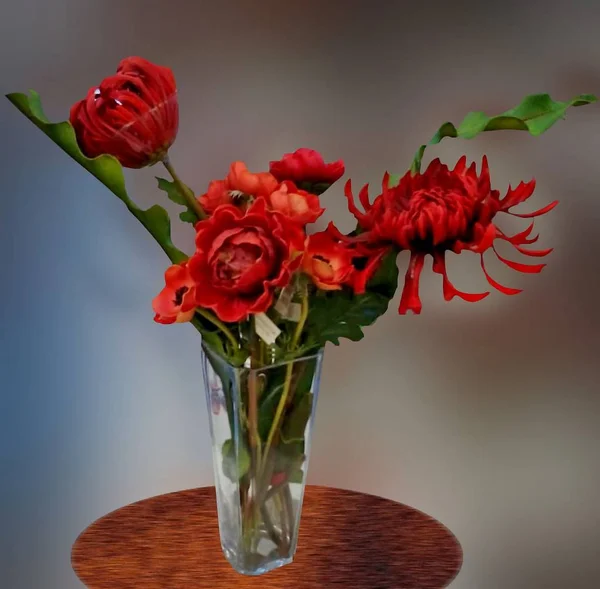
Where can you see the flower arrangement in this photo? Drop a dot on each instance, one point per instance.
(267, 294)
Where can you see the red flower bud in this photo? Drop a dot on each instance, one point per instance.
(240, 179)
(307, 166)
(297, 205)
(176, 303)
(132, 115)
(327, 261)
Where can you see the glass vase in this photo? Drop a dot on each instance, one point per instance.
(261, 422)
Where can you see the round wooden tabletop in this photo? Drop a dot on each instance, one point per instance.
(347, 539)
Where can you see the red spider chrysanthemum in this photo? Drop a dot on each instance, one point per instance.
(445, 210)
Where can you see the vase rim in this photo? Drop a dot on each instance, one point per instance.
(316, 355)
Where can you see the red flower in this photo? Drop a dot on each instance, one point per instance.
(176, 303)
(298, 205)
(240, 179)
(443, 210)
(241, 259)
(307, 166)
(132, 115)
(327, 261)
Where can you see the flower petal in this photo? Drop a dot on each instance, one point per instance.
(519, 267)
(503, 289)
(543, 211)
(450, 291)
(534, 253)
(410, 300)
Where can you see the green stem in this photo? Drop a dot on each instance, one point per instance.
(288, 380)
(191, 200)
(218, 323)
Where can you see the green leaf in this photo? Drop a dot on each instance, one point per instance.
(341, 313)
(105, 167)
(175, 195)
(294, 426)
(188, 216)
(235, 466)
(267, 408)
(290, 456)
(536, 114)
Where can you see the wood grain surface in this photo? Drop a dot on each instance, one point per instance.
(347, 539)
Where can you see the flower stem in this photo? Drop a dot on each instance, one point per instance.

::::

Work required
Your answer should be every entry repeated exactly, minus the pictures.

Solution for this task
Where can you see the flower arrangement in this photo? Drop a dot on each instance, one point per instance.
(267, 294)
Where can you see the red flower bud in this photo? Drop a dot on each instance, one point per instance.
(240, 179)
(307, 166)
(297, 205)
(176, 303)
(132, 115)
(327, 261)
Where can you see the glass vase in this photo? Drop a dot on each instance, one point per instance.
(261, 422)
Where can you see the round wooden tabletop in this photo? Drop a dot on each instance, one point per instance.
(347, 539)
Where can you see the red spider chrysanthemum in this photo? Drop a dot on each instance, one point per instance.
(445, 210)
Where can you see the vase rim in this photo? Drop a dot on each instance, one point per instance.
(316, 355)
Where can you see the red flower in this photo? Drop a dot on each instance, one point per instance.
(176, 303)
(298, 205)
(240, 179)
(443, 210)
(241, 259)
(307, 166)
(132, 115)
(327, 261)
Where can you see the flower petal in this photo? Drop a dot on each instance, one point per instance.
(519, 267)
(503, 289)
(543, 211)
(450, 291)
(534, 253)
(410, 300)
Where can you see the green stem in this photo? Drop a dot on each instance, one point per instance.
(288, 380)
(191, 200)
(218, 323)
Where can you see the green leaf in this photo? Drop a dot on each instance, one point per instance.
(341, 313)
(105, 167)
(175, 195)
(294, 426)
(188, 216)
(235, 466)
(267, 408)
(290, 456)
(536, 114)
Where can you see the wood grain surface in this photo? Drop a dot on each instance, one point per instance.
(347, 539)
Where can you see the flower stem in this photo? Drop a dot on each instance, one point per instance.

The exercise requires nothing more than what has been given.